- THE INPUT -
☆ ☆ ☆ ☆ ☆
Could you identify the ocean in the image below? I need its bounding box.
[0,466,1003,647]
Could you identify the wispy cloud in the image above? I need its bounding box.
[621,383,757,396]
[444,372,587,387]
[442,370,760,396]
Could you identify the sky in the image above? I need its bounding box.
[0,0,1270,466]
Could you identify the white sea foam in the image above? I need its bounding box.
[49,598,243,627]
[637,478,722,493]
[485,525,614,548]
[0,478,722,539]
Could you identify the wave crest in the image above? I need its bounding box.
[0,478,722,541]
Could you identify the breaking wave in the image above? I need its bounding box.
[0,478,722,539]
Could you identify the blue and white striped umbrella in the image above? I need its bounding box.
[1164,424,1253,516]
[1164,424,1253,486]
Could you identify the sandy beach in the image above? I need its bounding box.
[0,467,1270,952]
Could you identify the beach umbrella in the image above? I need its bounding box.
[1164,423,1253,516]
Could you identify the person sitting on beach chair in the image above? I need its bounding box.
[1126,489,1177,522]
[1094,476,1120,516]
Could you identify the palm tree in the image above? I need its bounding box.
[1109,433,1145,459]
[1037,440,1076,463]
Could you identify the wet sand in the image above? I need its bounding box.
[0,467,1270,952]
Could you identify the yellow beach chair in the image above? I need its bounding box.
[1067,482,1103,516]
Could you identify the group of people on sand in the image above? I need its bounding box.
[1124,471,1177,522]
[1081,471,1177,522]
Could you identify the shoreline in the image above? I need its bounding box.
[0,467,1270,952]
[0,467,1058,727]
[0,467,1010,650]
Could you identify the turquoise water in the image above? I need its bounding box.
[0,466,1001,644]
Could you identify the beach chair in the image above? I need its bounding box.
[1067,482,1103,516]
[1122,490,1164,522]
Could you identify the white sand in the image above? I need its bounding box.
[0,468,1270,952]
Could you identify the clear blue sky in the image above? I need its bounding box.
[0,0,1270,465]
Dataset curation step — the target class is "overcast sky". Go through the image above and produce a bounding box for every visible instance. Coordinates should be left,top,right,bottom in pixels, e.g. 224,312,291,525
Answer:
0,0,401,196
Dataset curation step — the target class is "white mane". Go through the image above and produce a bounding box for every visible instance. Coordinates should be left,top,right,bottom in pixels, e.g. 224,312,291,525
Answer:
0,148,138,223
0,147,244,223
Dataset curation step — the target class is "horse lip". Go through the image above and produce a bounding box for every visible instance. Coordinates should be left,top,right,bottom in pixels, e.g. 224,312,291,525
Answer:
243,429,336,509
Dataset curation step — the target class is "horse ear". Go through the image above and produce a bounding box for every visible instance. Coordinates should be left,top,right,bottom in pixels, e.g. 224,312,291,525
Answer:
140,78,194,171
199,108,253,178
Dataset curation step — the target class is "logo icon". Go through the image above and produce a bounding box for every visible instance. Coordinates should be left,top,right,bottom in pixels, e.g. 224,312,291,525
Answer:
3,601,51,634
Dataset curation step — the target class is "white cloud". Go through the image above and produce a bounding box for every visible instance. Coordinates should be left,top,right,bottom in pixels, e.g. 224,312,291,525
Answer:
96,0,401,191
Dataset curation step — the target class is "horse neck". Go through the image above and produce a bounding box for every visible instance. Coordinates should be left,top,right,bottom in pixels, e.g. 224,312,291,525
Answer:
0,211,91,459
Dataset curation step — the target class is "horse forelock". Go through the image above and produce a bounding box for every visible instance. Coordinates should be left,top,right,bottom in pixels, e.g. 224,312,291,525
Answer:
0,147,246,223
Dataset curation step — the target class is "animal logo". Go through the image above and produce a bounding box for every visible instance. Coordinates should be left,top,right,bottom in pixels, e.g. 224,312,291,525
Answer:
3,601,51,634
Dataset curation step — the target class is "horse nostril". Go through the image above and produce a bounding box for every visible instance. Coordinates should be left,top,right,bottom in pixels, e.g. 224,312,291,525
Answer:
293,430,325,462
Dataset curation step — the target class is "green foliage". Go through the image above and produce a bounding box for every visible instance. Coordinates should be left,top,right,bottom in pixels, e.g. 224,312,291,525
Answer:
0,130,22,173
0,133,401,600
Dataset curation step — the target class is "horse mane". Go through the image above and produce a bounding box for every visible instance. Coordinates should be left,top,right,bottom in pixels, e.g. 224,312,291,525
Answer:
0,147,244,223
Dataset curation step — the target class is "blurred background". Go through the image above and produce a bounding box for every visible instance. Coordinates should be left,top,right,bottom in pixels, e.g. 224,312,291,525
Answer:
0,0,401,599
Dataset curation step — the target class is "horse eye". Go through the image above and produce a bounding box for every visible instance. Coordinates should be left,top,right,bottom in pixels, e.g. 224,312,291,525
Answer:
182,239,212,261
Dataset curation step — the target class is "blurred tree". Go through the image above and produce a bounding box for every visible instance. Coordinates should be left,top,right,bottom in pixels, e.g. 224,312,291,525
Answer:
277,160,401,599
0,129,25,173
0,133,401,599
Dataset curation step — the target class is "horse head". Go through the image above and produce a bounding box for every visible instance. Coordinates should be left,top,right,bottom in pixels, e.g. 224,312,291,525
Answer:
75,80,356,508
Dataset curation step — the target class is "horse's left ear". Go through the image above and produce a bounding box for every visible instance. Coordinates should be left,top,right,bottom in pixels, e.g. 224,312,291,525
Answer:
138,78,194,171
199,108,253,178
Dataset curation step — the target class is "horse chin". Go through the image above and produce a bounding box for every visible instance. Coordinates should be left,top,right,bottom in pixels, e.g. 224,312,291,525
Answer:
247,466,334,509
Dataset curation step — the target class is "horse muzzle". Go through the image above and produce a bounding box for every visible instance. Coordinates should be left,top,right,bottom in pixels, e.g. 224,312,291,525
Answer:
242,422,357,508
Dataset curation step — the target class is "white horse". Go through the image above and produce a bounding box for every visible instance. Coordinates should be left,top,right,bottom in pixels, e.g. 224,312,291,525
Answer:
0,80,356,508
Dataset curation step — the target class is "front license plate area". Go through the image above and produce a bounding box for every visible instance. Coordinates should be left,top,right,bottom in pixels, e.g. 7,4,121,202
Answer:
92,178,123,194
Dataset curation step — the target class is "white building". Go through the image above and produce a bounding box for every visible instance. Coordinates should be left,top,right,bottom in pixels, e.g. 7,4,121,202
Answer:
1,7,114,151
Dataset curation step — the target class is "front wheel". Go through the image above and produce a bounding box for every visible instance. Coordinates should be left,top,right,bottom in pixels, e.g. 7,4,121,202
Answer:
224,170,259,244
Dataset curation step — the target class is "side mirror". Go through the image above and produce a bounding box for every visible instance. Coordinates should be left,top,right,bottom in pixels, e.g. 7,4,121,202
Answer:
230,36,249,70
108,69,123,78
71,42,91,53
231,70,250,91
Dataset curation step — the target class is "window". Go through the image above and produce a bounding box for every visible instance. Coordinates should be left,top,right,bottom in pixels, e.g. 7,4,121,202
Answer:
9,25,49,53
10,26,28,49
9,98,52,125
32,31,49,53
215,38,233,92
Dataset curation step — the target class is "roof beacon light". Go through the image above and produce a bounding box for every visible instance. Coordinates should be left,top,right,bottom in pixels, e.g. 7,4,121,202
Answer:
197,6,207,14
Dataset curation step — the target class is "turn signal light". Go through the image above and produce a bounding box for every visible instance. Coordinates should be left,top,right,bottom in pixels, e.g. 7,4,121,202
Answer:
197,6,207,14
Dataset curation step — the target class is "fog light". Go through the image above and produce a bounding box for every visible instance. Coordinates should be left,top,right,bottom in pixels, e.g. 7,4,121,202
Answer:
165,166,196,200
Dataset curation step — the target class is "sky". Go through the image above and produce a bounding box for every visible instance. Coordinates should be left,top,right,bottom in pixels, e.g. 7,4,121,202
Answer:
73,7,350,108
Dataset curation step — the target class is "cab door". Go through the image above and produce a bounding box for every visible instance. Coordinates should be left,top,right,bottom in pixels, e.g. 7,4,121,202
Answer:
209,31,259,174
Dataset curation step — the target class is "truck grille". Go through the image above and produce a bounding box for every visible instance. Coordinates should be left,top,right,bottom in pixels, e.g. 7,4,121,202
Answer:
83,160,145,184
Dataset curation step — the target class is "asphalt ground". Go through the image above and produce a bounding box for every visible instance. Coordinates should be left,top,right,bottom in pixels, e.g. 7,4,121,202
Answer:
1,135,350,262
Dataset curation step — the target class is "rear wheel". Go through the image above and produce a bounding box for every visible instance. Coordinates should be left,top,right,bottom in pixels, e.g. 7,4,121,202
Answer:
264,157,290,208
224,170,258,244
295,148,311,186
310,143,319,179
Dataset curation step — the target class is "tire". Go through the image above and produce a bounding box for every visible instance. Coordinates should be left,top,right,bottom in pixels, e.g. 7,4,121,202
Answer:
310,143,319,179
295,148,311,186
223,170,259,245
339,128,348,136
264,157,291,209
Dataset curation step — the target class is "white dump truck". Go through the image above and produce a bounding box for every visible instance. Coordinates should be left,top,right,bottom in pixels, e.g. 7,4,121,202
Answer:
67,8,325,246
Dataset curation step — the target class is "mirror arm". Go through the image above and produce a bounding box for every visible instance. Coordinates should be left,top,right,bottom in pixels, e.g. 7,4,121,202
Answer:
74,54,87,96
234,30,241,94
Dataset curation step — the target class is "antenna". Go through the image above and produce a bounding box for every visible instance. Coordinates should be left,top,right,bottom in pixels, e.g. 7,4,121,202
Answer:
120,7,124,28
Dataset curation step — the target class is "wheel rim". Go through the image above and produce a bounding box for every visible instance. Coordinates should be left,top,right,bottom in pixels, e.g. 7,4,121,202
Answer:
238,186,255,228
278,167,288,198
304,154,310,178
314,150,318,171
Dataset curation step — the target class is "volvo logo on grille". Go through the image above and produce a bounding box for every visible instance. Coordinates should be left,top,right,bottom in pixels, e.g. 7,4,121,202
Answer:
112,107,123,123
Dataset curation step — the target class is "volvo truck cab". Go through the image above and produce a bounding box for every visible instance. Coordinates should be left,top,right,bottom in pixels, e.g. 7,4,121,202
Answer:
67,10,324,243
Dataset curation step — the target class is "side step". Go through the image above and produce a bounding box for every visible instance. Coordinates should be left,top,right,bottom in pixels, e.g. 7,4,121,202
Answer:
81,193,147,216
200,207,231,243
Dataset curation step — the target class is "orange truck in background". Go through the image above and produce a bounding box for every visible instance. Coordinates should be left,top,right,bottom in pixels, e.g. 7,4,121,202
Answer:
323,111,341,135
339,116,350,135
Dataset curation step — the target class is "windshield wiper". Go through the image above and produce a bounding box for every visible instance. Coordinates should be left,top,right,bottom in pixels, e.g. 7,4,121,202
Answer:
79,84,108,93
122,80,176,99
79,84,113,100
☆ ☆ ☆ ☆ ☆
- WHAT THE TASK REQUIRES -
Rewrite the lines from the one containing "Could you identify the breaking" through the one containing "[0,468,1270,952]", inclusive, changing "umbrella" to "parasol" wherever it occurs and leaving everything else as it stands.

- FINAL RESULT -
Could you identify the breaking wave in the image above? I need its bounding box.
[0,478,722,539]
Could you identify the blue and white striped parasol in the image above? I need its bounding box.
[1164,424,1253,516]
[1164,424,1253,486]
Could you identify the sandy beach in the image above? I need its bounding box.
[0,467,1270,952]
Could you identify the beach parasol in the image above? I need its bounding box.
[1164,423,1253,516]
Could you identify the person sitting on beach chair in the image above? I need its bounding box.
[1126,489,1177,522]
[1094,476,1120,516]
Could you identify the palm tree in the image above? I need its bounding box.
[1109,433,1145,459]
[1037,440,1076,463]
Could you identify the wet sand in the image above? I need its bounding box.
[0,467,1270,952]
Could you identify the yellow beach chair in the image above? I need its bounding box.
[1067,482,1103,516]
Could you identify the group of people on sand in the image above? I need its bounding box.
[1124,471,1177,522]
[1081,471,1177,522]
Could you identify the shoreline in the image above? I need its bounding box.
[0,467,1270,952]
[0,467,1058,727]
[0,467,1010,650]
Could you identify the turquoise water in the image above? I need its bounding box.
[0,466,1001,644]
Could you identify the beach chair in the image above? I need its bounding box.
[1067,482,1103,516]
[1122,490,1164,522]
Could you identify the white sand in the image above? I need its bounding box.
[0,468,1270,952]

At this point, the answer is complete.